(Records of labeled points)
***
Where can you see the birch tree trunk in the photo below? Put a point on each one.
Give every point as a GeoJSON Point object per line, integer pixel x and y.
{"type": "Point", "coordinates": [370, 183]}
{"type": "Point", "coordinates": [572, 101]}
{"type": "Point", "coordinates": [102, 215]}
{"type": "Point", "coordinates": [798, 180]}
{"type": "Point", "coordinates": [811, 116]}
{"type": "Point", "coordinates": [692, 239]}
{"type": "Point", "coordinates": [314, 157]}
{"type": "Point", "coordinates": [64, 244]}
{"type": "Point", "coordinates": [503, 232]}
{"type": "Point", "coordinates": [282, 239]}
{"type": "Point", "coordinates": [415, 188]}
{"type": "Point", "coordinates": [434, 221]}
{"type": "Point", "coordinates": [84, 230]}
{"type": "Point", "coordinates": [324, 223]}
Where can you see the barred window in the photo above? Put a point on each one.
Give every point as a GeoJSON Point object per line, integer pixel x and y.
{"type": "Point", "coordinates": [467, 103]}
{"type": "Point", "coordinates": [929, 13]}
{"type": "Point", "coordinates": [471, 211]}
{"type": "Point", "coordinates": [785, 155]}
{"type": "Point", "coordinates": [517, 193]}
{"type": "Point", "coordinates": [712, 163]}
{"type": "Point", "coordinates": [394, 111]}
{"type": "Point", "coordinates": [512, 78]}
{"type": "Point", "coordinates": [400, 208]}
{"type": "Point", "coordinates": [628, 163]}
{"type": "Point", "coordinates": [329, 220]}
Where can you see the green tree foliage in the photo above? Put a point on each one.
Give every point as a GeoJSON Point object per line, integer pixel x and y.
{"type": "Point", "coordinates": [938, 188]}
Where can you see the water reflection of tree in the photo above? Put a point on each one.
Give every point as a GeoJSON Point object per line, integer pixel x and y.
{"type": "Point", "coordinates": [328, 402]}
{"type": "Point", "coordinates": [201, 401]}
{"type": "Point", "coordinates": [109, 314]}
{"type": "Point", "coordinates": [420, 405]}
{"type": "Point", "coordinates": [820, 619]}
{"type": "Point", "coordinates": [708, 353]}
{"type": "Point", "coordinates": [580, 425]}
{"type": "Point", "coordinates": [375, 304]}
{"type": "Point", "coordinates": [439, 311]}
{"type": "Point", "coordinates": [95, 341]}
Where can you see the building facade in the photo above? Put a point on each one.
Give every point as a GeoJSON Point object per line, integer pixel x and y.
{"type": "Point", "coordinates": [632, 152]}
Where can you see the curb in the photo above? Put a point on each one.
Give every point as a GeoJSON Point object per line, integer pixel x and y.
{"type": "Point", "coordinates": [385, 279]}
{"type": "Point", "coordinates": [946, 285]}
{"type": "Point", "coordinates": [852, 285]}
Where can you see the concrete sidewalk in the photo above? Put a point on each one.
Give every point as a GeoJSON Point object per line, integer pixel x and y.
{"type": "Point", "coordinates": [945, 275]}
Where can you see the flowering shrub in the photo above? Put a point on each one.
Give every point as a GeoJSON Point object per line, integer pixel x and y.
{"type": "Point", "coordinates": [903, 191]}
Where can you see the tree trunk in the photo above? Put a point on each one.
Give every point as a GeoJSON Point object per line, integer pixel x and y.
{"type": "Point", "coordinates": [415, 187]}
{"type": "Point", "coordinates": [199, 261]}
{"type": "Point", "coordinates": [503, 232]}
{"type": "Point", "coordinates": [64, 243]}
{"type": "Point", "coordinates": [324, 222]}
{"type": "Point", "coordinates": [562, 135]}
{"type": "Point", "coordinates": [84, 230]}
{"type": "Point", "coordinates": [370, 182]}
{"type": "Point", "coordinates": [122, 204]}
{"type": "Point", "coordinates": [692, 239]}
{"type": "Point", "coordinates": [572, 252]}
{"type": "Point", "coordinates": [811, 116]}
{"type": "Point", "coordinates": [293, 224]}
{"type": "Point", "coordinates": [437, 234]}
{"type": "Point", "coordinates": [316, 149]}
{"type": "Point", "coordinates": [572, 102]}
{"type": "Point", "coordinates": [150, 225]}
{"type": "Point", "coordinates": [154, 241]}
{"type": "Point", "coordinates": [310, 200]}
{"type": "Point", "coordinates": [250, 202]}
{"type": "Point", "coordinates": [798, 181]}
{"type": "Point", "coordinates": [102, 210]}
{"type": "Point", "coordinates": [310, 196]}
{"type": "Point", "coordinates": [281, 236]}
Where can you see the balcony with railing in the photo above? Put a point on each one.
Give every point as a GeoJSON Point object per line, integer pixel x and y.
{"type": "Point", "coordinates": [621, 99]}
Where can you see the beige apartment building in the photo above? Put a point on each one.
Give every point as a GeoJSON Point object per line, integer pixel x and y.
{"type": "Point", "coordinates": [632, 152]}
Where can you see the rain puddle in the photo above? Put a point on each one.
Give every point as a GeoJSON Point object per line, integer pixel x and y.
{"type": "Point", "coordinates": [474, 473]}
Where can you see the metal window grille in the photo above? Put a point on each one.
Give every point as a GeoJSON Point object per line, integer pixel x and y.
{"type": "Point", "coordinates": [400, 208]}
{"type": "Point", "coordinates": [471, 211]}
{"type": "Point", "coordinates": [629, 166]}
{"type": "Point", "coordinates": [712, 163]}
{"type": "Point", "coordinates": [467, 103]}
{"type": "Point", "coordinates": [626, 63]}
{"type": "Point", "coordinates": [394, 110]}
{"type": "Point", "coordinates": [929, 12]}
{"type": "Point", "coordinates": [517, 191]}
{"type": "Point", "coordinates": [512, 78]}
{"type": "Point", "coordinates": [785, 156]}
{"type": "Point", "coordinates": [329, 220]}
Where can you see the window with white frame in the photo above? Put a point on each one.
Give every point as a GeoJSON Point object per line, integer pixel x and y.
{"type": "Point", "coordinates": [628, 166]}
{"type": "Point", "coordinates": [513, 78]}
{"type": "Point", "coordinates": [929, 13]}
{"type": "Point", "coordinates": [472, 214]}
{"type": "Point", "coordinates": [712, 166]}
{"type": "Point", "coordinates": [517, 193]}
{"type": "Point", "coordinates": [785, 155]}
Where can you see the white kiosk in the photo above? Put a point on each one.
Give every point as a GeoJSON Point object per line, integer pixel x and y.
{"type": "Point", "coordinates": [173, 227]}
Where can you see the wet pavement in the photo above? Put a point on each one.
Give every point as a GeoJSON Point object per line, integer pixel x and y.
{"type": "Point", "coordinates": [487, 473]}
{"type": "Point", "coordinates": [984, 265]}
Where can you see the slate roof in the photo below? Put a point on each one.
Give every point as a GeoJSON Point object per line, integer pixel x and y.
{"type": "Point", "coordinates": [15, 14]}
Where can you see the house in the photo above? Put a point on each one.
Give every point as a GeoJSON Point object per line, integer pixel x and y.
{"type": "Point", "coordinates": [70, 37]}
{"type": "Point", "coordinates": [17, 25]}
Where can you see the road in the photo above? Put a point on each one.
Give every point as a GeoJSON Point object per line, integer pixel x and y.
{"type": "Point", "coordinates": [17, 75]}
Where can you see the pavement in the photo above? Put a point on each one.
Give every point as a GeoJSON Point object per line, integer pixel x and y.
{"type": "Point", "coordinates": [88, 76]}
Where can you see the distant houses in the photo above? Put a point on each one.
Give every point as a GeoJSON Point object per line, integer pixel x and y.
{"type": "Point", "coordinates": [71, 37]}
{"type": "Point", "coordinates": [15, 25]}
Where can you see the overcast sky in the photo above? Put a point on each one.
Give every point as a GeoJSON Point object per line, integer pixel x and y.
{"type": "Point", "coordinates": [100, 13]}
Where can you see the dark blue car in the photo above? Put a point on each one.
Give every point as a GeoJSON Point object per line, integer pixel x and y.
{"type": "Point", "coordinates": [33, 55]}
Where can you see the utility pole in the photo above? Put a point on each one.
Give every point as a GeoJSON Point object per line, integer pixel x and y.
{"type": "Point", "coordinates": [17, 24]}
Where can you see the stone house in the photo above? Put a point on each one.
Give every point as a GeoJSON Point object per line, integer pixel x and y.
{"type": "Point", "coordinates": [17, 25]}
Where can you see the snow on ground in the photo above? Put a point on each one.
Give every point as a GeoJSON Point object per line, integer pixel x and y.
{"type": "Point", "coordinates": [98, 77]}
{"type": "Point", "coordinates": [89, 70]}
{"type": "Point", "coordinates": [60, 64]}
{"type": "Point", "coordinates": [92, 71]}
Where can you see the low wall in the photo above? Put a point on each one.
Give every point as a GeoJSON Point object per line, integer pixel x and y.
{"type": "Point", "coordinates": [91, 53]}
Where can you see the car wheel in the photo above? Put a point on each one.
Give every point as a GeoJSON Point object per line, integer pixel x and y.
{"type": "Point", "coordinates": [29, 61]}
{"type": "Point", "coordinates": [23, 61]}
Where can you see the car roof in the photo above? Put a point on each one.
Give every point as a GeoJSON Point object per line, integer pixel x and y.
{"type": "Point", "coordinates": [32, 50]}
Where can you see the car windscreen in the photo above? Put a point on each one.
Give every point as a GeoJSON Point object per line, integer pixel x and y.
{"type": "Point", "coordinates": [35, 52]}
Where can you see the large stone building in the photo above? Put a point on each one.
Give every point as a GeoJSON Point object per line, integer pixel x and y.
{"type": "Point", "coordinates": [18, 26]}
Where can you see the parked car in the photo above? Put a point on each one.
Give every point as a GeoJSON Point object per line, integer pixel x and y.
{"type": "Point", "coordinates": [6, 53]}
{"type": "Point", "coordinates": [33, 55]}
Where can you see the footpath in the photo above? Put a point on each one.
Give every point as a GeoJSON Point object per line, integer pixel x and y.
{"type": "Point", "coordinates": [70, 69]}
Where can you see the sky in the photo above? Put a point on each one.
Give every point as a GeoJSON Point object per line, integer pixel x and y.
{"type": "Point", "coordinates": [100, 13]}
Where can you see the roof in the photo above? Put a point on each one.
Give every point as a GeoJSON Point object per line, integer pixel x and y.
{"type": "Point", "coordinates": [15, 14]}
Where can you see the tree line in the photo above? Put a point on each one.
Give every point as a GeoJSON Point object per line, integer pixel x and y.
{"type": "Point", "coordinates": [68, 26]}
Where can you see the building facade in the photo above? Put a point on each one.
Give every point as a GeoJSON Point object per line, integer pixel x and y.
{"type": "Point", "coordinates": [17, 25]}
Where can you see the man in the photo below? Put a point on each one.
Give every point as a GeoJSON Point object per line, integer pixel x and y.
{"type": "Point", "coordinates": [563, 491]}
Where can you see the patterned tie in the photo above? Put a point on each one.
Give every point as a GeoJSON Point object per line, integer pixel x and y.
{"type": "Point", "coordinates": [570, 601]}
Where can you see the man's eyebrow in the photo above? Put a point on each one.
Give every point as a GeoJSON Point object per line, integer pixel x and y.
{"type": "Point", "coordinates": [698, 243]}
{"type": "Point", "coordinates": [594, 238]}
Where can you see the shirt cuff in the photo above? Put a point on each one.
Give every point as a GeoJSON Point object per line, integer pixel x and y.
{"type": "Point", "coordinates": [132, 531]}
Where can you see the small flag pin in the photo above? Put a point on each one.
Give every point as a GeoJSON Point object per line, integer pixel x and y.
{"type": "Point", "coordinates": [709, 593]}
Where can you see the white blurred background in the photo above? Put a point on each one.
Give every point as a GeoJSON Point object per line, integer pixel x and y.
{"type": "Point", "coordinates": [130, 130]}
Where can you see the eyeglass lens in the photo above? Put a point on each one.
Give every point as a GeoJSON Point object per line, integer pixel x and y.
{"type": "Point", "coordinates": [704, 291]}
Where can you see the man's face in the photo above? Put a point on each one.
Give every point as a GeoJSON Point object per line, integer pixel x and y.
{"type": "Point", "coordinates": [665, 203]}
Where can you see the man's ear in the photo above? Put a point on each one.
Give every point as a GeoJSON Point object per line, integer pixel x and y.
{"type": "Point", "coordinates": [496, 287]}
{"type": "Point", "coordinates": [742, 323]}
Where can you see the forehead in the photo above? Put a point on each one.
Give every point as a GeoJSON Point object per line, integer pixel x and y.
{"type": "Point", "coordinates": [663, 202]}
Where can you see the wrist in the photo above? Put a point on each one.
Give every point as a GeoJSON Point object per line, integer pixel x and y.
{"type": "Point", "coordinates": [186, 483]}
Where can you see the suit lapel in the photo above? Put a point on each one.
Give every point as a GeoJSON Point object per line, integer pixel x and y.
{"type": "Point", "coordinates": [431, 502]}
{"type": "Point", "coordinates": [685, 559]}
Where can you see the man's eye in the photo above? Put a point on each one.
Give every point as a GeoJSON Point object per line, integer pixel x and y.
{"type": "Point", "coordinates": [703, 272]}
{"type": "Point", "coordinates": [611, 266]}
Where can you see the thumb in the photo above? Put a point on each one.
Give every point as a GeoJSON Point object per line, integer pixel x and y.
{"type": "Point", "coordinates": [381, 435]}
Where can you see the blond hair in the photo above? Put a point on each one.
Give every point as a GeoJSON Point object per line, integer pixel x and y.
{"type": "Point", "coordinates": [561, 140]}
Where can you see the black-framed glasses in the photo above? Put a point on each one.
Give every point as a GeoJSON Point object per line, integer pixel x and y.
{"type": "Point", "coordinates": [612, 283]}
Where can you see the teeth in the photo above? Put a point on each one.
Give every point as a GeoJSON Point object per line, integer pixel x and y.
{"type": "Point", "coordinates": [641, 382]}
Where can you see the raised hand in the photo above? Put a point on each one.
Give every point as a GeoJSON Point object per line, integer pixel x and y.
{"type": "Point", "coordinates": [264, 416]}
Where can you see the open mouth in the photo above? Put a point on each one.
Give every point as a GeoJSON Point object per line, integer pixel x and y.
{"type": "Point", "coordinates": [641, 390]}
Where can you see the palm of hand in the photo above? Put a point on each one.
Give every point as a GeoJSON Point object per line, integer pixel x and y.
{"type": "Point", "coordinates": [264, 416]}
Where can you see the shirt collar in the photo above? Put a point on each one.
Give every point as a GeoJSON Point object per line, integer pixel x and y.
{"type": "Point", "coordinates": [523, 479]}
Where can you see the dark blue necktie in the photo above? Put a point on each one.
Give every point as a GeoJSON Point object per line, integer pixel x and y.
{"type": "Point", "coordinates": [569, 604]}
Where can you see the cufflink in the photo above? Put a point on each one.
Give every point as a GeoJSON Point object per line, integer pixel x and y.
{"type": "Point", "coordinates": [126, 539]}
***
◆ Problem details
Look above for the line containing "Where can you see the palm"; copy from it through the last line, exactly, and nothing more.

◆ The result
Where can you see the palm of hand in the photo above? Put a point on each one.
Give every point as a GeoJSON Point object per line, integer pixel x and y.
{"type": "Point", "coordinates": [264, 416]}
Where can you see the shirt collar in the photo above? Put a point on each one.
Give every point as a GeoJSON Point object per line, integer pixel x and y.
{"type": "Point", "coordinates": [523, 479]}
Where can you see the dark blue necktie in the photo above? Put a point on each one.
Give every point as a GeoJSON Point object per line, integer pixel x and y.
{"type": "Point", "coordinates": [569, 604]}
Where can you see the cufflink in the photo above? Put a point on each one.
Give every point as a GeoJSON Point object per line, integer pixel x and y.
{"type": "Point", "coordinates": [126, 539]}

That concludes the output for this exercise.